(Data records)
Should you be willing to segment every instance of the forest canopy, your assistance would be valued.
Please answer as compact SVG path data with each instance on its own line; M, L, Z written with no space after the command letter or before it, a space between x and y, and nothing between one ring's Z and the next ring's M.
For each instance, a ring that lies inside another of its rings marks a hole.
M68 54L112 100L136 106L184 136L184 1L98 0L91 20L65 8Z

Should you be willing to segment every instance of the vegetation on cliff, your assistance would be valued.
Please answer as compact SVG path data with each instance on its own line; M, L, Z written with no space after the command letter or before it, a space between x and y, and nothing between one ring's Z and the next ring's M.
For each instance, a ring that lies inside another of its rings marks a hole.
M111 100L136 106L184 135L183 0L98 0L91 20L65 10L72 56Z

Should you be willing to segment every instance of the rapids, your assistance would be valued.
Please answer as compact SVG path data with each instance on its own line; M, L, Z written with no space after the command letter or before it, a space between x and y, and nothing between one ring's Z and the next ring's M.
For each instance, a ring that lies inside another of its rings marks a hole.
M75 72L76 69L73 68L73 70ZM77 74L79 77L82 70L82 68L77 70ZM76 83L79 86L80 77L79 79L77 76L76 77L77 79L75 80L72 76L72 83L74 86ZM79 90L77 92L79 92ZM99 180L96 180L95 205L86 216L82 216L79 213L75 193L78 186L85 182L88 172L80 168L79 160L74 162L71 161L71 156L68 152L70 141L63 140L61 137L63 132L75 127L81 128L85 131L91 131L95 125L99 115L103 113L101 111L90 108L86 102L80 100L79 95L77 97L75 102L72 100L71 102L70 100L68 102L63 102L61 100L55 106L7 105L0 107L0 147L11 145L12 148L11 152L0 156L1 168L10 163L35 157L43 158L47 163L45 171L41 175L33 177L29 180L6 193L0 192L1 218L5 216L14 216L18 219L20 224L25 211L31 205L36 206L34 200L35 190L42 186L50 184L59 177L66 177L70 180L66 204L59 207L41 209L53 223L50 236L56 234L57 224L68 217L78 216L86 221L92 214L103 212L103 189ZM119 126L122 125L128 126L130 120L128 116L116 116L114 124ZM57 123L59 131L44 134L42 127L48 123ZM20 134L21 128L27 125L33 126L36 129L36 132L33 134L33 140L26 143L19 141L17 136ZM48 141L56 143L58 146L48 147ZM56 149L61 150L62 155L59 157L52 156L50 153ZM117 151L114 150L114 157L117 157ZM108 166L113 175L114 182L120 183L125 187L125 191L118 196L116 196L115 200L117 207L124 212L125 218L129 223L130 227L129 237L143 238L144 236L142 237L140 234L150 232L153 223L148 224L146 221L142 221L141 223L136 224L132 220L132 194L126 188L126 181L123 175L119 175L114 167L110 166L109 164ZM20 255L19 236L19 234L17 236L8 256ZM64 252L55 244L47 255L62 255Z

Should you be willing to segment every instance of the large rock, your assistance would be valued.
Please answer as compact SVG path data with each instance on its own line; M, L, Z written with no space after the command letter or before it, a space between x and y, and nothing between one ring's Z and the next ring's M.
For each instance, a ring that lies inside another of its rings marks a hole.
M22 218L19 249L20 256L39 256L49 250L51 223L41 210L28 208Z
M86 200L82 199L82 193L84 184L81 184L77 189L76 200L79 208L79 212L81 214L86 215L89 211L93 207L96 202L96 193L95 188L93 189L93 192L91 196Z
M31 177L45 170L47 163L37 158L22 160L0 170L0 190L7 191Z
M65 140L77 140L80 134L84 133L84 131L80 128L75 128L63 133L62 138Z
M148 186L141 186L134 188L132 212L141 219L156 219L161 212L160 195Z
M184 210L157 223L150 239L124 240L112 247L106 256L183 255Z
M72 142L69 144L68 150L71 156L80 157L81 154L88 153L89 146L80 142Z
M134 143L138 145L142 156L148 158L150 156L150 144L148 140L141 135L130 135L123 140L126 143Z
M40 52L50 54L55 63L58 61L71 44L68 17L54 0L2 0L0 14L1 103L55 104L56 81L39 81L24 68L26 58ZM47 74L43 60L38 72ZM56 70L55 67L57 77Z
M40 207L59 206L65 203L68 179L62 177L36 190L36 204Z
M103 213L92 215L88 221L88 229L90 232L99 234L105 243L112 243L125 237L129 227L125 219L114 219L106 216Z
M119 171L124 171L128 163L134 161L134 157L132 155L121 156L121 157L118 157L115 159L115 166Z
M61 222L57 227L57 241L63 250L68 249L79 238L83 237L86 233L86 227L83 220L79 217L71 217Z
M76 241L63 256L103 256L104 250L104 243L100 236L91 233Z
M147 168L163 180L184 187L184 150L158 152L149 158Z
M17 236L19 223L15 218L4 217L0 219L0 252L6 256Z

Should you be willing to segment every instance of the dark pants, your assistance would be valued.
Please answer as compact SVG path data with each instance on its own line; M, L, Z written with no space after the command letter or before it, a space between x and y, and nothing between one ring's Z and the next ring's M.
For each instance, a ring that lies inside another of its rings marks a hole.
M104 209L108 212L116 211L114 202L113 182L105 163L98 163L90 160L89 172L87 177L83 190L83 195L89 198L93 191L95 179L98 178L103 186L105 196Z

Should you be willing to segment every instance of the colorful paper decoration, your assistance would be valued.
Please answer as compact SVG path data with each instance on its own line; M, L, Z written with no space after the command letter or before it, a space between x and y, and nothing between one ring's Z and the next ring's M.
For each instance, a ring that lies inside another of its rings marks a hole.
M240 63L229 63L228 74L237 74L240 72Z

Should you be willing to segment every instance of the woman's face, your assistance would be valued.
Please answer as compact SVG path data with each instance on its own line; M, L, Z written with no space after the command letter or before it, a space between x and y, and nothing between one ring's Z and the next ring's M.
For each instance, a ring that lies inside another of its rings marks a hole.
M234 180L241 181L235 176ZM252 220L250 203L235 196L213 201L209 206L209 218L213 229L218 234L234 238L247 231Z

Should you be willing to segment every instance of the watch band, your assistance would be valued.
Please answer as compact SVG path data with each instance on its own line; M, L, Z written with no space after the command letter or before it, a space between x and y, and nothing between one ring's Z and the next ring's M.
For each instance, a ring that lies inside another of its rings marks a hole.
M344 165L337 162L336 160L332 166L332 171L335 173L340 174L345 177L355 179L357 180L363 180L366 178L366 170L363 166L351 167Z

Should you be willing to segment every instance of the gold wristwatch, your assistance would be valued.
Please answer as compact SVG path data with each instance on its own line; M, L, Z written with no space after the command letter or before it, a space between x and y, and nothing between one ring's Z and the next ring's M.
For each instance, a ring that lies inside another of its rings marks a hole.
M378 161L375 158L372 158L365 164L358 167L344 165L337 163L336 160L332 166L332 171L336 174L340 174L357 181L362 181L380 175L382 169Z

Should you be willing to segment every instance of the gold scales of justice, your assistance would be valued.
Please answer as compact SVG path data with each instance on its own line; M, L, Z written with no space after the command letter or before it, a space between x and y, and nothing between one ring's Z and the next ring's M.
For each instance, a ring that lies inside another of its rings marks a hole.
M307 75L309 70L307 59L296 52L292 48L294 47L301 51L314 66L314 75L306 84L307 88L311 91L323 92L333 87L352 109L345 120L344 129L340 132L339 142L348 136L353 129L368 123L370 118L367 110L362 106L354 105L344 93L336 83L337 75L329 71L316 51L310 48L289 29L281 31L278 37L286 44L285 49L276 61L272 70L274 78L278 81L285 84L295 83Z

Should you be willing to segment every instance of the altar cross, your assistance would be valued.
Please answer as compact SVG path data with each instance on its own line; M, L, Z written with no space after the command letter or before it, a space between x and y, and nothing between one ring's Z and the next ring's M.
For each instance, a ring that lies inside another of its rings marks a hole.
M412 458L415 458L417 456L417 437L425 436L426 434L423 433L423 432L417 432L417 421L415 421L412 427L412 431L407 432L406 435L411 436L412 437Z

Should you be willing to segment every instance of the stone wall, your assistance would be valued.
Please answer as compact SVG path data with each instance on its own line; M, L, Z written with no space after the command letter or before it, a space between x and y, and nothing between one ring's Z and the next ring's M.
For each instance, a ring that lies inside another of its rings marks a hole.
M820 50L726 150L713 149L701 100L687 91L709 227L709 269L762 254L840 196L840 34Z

# GIVEN TASK:
Write out the lines of the listing above verbatim, from the line containing "cliff, your assistance would be valued." up to and including the line containing "M111 100L136 106L184".

# ANSWER FOR THIS EXERCISE:
Should you be willing to segment every instance of the vegetation on cliff, your assistance would be valued.
Please answer as compact SVG path data with each instance on its own line; M, L, Z written with no space after the command letter or before it, a space between x and y, and nothing between one ring's Z and the next ring's M.
For each instance, a ring that lies inside another of its rings marks a hole.
M111 100L136 106L184 135L183 0L98 0L91 20L65 10L72 56Z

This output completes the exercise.